§ **Task brief**: Copy the records word for word, starting from the very first line and stopping after the line that contains "column 187, row 406".

=======

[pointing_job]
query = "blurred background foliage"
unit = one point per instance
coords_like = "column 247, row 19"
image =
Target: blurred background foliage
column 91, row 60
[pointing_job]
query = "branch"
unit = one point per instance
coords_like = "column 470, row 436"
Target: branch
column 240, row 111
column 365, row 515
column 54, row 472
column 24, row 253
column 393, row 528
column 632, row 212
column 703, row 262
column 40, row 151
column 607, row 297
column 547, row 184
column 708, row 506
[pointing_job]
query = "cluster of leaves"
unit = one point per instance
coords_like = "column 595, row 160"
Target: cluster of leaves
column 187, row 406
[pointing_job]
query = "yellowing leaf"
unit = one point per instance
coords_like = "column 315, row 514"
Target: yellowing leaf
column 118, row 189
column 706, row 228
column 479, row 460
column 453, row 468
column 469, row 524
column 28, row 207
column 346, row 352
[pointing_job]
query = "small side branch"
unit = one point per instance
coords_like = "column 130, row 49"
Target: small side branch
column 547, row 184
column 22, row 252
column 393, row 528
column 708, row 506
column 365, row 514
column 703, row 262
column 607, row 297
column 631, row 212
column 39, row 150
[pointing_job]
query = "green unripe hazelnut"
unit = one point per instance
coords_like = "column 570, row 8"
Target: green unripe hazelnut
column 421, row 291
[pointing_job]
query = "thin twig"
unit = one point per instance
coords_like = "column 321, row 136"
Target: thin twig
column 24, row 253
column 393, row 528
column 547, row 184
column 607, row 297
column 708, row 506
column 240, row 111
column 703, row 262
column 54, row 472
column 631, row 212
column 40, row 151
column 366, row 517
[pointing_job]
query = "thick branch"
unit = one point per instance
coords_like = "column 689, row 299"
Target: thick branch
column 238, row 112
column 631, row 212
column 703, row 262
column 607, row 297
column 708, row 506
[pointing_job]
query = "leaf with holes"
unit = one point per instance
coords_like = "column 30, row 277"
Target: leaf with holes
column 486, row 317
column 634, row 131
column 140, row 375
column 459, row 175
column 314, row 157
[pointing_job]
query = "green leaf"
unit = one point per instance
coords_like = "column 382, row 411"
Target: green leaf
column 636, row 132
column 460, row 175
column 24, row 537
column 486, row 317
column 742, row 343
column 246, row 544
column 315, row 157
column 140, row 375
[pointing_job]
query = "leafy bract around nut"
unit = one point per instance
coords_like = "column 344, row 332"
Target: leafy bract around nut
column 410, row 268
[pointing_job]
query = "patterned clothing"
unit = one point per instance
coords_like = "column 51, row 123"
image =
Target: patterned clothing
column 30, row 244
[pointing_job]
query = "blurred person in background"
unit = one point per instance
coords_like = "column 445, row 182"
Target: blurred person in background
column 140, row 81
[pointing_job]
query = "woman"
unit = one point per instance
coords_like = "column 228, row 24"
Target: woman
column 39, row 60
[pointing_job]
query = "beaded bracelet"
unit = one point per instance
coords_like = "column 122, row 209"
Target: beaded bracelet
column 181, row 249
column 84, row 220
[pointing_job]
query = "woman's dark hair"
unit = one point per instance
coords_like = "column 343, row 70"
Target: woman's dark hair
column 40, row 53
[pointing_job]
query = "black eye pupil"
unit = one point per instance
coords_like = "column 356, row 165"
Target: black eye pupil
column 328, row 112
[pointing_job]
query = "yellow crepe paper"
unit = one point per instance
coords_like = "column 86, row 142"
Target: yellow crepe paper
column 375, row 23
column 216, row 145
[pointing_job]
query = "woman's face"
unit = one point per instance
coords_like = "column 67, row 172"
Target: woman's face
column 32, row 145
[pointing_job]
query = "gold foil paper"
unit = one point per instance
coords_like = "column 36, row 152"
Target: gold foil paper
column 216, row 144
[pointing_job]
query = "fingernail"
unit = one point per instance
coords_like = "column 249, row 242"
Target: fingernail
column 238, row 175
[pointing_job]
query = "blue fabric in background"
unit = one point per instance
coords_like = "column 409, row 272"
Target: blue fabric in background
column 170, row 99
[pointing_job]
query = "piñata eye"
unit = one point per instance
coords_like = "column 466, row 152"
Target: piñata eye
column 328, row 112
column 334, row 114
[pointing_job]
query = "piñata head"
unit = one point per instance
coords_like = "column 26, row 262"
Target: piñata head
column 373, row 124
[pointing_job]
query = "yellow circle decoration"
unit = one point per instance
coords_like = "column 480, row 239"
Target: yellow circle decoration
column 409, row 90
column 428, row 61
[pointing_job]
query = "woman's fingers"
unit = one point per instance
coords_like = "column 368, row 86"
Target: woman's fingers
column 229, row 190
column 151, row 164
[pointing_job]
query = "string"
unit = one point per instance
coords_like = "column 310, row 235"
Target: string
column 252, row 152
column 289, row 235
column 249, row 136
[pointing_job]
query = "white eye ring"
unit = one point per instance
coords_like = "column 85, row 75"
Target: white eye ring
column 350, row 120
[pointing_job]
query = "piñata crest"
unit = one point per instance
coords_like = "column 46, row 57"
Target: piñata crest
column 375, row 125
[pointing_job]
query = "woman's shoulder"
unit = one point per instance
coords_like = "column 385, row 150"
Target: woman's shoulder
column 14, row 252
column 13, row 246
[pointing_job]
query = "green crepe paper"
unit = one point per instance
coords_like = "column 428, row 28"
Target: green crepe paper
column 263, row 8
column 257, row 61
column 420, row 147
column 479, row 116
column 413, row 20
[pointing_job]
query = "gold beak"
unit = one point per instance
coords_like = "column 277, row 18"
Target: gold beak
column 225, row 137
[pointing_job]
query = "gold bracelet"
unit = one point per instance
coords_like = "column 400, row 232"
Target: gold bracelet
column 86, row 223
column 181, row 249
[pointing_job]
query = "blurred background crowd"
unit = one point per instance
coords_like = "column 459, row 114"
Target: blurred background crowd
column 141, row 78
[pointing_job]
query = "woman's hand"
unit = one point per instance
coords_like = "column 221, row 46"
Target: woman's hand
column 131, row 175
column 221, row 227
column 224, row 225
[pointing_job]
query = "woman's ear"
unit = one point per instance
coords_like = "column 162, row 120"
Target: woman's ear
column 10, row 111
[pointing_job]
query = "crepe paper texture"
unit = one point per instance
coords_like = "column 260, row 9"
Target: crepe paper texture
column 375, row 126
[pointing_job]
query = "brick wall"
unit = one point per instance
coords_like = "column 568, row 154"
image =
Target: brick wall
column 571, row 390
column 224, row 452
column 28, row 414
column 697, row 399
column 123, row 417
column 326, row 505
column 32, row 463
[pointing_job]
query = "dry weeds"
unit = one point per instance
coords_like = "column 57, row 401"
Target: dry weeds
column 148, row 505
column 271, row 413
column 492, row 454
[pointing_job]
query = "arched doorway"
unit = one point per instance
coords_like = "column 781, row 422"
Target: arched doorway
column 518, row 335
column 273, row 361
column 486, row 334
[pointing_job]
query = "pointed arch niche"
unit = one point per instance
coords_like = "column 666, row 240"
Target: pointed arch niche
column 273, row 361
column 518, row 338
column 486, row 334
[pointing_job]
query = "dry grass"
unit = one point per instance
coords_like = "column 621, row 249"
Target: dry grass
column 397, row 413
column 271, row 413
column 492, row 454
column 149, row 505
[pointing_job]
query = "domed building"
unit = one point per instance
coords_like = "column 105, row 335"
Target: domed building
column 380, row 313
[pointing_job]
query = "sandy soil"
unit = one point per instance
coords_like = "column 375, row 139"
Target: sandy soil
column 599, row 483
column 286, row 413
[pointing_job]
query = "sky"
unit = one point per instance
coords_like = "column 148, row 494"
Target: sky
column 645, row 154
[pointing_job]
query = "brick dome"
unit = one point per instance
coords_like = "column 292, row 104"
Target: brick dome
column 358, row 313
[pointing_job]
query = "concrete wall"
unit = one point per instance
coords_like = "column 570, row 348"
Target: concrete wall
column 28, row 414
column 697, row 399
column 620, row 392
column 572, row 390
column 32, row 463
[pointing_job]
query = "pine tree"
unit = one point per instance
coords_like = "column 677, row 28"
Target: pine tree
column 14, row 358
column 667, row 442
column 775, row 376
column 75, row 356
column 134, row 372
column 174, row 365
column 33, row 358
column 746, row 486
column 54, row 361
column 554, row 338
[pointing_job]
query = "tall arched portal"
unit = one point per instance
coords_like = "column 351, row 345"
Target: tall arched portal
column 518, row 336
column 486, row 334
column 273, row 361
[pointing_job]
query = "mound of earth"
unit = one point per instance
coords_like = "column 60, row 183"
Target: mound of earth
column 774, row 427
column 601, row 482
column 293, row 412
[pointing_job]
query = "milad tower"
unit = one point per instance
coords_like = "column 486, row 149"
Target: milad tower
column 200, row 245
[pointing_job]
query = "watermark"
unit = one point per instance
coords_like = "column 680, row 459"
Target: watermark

=======

§ **Solution**:
[pointing_job]
query = "blurred background foliage"
unit = one point per instance
coords_like = "column 247, row 19"
image =
Target: blurred background foliage
column 91, row 60
[pointing_job]
query = "branch"
unit = one point per instance
coords_like = "column 470, row 436"
Target: branch
column 240, row 111
column 365, row 515
column 54, row 472
column 24, row 253
column 393, row 528
column 632, row 212
column 703, row 262
column 40, row 151
column 607, row 297
column 547, row 184
column 708, row 506
[pointing_job]
query = "cluster of leaves"
unit = one point per instance
coords_like = "column 595, row 160"
Target: cluster of leaves
column 187, row 406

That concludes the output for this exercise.